■ **Directive**
Could you repeat exactly the lines below, from the line containing "like point(52, 71)." through the last one, both included, while leaving out any pictures?

■ **The data**
+++
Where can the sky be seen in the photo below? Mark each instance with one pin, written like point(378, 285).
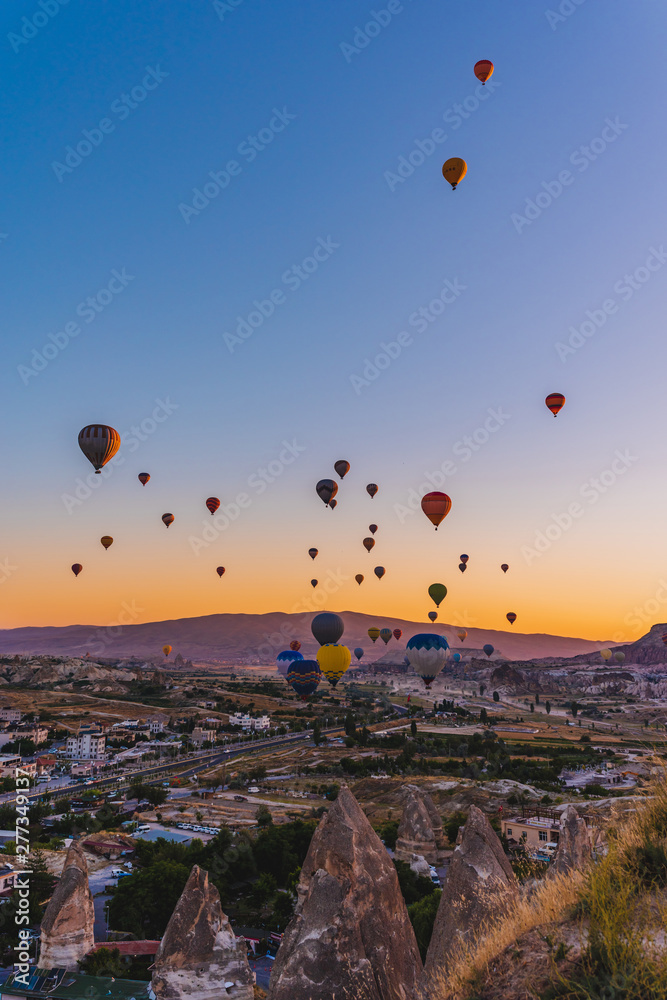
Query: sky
point(224, 231)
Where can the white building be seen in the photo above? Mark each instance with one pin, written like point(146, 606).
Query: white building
point(88, 744)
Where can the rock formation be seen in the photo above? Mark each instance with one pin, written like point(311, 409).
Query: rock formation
point(479, 884)
point(350, 936)
point(67, 926)
point(420, 829)
point(199, 957)
point(574, 846)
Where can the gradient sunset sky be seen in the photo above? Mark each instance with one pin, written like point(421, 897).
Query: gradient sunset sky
point(345, 161)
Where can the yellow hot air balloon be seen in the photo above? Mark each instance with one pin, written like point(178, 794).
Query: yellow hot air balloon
point(454, 170)
point(334, 661)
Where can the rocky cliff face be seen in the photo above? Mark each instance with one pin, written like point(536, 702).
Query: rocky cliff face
point(479, 885)
point(350, 937)
point(67, 927)
point(199, 957)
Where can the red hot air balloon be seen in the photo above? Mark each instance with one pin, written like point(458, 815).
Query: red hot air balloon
point(99, 444)
point(483, 70)
point(555, 402)
point(436, 506)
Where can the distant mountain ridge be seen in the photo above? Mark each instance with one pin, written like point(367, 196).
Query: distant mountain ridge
point(256, 639)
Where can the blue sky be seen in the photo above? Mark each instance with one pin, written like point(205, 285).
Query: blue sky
point(324, 180)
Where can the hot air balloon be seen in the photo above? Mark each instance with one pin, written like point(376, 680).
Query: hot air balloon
point(454, 170)
point(483, 70)
point(284, 659)
point(555, 402)
point(334, 661)
point(436, 506)
point(427, 654)
point(327, 627)
point(303, 676)
point(99, 444)
point(326, 490)
point(437, 592)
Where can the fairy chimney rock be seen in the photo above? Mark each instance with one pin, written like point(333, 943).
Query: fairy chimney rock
point(199, 957)
point(350, 935)
point(67, 926)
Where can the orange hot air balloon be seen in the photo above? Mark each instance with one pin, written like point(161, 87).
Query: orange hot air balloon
point(555, 401)
point(483, 70)
point(436, 506)
point(454, 170)
point(99, 444)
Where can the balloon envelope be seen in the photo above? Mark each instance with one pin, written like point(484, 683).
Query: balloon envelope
point(327, 627)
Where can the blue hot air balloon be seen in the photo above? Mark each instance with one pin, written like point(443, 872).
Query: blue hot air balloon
point(427, 653)
point(285, 658)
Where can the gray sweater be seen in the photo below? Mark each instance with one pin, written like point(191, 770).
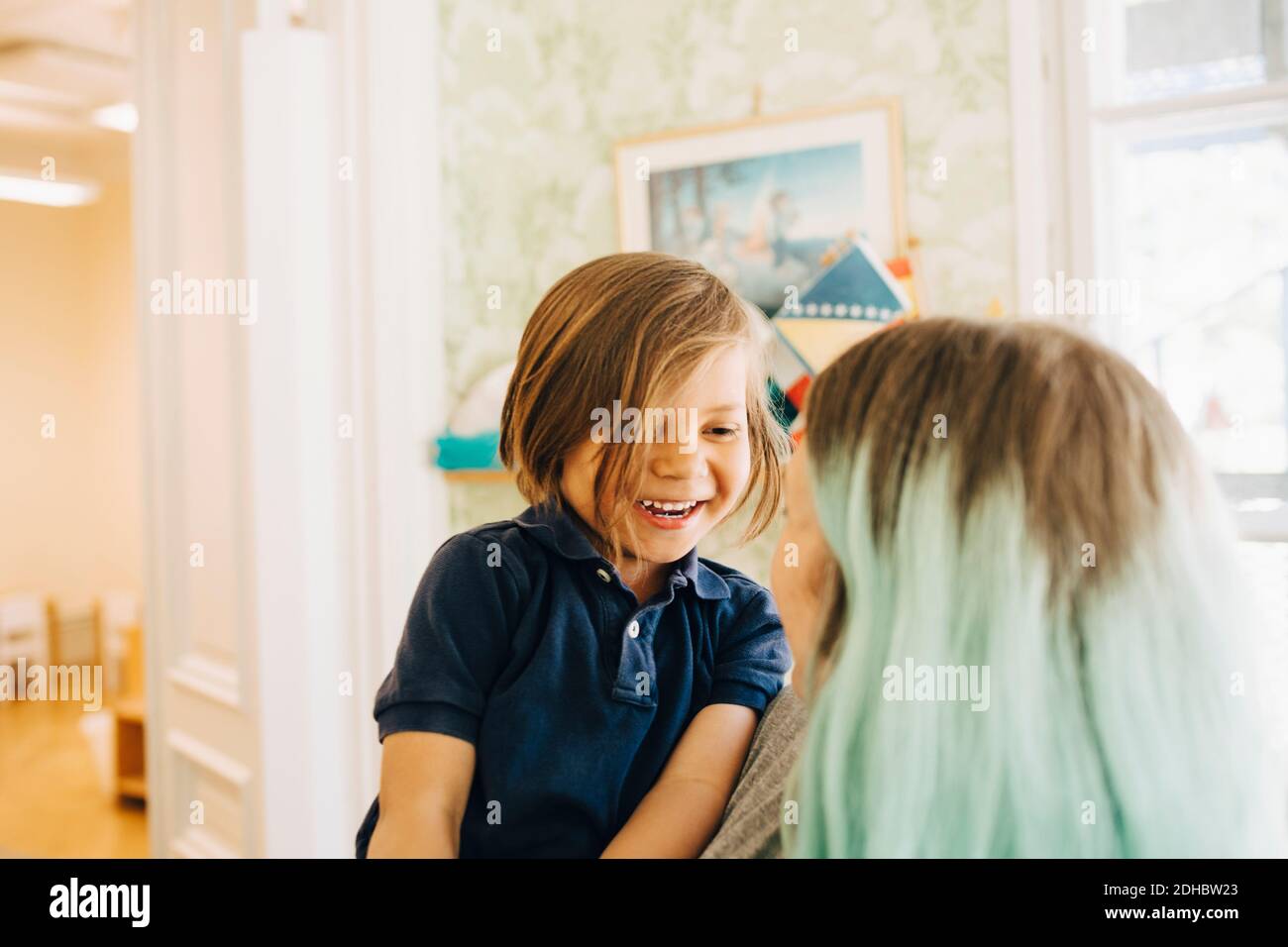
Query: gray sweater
point(755, 812)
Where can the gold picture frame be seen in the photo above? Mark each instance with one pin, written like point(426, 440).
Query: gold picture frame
point(755, 198)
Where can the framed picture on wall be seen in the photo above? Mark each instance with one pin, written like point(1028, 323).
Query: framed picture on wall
point(760, 201)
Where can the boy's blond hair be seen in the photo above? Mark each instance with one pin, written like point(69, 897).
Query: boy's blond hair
point(629, 328)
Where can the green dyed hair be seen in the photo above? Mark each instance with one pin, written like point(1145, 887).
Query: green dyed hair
point(1019, 499)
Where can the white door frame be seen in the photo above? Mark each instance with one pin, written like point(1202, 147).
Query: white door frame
point(325, 535)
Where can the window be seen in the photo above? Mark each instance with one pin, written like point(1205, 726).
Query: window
point(1177, 129)
point(1159, 129)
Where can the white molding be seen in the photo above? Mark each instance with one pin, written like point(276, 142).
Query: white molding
point(286, 138)
point(1271, 93)
point(1029, 158)
point(391, 211)
point(207, 678)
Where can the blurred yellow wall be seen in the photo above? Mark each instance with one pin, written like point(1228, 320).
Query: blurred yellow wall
point(69, 505)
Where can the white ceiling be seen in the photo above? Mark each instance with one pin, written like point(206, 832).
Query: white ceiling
point(59, 60)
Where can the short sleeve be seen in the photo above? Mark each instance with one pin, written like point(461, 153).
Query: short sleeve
point(454, 646)
point(752, 657)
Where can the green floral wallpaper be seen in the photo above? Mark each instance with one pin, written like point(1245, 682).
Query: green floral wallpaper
point(528, 133)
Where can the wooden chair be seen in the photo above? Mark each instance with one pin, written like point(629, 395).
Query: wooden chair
point(130, 712)
point(24, 630)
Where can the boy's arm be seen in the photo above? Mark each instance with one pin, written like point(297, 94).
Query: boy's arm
point(682, 812)
point(424, 787)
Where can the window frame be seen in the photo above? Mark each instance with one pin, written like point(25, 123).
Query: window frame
point(1064, 146)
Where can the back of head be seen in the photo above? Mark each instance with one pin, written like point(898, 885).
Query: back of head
point(1035, 644)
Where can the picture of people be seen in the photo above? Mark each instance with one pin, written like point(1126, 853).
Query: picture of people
point(760, 223)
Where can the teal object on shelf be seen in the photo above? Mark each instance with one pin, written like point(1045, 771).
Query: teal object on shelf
point(478, 453)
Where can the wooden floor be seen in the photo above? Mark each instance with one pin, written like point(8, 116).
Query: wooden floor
point(53, 802)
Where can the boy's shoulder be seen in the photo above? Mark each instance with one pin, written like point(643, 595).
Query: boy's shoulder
point(742, 587)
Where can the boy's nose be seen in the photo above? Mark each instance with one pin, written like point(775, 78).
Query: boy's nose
point(678, 462)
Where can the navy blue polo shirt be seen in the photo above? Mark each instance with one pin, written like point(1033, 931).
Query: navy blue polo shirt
point(523, 641)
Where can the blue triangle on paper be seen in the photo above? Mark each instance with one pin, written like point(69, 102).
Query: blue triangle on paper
point(858, 286)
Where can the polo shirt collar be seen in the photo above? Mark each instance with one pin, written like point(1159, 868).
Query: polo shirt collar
point(557, 528)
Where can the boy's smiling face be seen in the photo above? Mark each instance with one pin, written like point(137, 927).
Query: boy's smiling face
point(692, 482)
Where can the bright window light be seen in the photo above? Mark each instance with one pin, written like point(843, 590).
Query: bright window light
point(51, 193)
point(123, 116)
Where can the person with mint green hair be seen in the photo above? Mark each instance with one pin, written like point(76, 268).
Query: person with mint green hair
point(1012, 591)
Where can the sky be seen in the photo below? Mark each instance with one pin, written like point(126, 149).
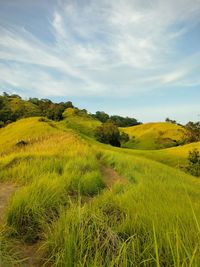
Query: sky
point(137, 58)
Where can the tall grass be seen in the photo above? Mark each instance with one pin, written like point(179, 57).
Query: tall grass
point(152, 220)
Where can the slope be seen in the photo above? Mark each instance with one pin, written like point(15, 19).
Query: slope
point(79, 121)
point(64, 203)
point(154, 135)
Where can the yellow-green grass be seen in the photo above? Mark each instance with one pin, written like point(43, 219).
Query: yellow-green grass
point(152, 220)
point(79, 121)
point(174, 156)
point(29, 130)
point(154, 135)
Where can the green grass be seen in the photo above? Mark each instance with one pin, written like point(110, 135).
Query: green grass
point(151, 220)
point(154, 135)
point(80, 122)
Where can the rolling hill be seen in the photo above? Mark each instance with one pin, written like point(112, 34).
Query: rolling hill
point(154, 135)
point(78, 202)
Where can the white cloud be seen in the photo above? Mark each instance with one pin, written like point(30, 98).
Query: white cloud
point(103, 47)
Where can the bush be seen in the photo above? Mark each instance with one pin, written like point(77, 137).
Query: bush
point(194, 162)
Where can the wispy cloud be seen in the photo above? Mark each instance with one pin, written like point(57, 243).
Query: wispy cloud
point(103, 47)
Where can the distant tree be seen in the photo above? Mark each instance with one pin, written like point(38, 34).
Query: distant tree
point(194, 162)
point(192, 133)
point(124, 137)
point(124, 121)
point(108, 133)
point(101, 116)
point(170, 121)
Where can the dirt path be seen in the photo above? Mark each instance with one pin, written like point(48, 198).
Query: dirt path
point(110, 176)
point(6, 191)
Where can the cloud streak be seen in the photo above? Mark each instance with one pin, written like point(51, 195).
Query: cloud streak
point(103, 47)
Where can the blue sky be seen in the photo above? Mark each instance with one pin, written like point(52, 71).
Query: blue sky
point(129, 57)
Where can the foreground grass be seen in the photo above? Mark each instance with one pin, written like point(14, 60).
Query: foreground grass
point(152, 220)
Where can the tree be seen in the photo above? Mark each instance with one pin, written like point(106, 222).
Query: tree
point(194, 162)
point(170, 121)
point(108, 133)
point(192, 132)
point(101, 116)
point(124, 137)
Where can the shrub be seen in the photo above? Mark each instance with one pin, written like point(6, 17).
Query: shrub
point(194, 162)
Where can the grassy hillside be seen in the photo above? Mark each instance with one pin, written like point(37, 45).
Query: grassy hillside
point(154, 135)
point(79, 121)
point(174, 156)
point(28, 130)
point(66, 207)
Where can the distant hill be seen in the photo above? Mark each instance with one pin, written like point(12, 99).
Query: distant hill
point(79, 121)
point(154, 135)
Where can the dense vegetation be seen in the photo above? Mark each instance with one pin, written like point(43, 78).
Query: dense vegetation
point(117, 120)
point(13, 107)
point(79, 202)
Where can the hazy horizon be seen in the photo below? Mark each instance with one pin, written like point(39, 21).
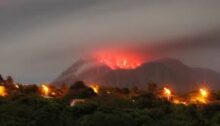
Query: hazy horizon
point(40, 39)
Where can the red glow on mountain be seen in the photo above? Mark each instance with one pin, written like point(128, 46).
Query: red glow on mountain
point(119, 60)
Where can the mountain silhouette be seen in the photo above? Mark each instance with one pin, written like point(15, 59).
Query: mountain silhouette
point(169, 72)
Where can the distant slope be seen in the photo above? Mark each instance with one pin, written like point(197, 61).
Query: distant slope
point(164, 72)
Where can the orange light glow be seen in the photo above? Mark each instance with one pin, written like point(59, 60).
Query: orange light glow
+++
■ **Problem solution**
Where can the blue sky be seen in the photo above? Mark each instance with one pin, written like point(52, 71).
Query: blue sky
point(129, 57)
Where can the foreground grass be seen in the photo above? Mark each instance with one pin, written like point(14, 60).
Query: foreground grass
point(152, 220)
Where can the tree be seen in the photo above? Mark each instance with one pin, written like point(106, 222).
Query: tree
point(194, 162)
point(170, 121)
point(108, 133)
point(192, 132)
point(101, 116)
point(124, 137)
Where can the shrub be seen in the photo above? Mark each instance with one pin, written like point(6, 17).
Query: shrub
point(194, 162)
Where can the grassy hillside be seen in the photo above? Mark each instance with one pin, written like point(37, 45).
Query: grassy hillside
point(154, 135)
point(79, 121)
point(174, 156)
point(28, 130)
point(66, 207)
Where can the distant hill be seen in the photo above? Mark each instance with one pin, written like point(12, 99).
Query: distant hill
point(79, 121)
point(154, 135)
Where can the dense vegetation be seen in the photo above? Mark each instance with one pin, written like point(43, 78).
Query: dense vegetation
point(117, 120)
point(13, 107)
point(79, 202)
Where can the hazy horizon be seen in the photo below? Mark each instance with one pin, written like point(39, 21).
Query: hazy horizon
point(40, 39)
Where can the red glow on mountain be seen in the photo above? Mark each instance with one pin, written like point(128, 46).
Query: red glow on mountain
point(119, 60)
Where can the mountain silhouette be seen in the photo above? Mark each instance with one pin, written like point(15, 59).
Query: mountain silhouette
point(169, 72)
Where can the distant slope be seen in the photo above? Mark each instance with one pin, written like point(197, 61).
Query: distant slope
point(164, 72)
Where can the orange light glow be seen in the photo above? Mark each instance with one pin, written like point(59, 60).
Query: orange light glow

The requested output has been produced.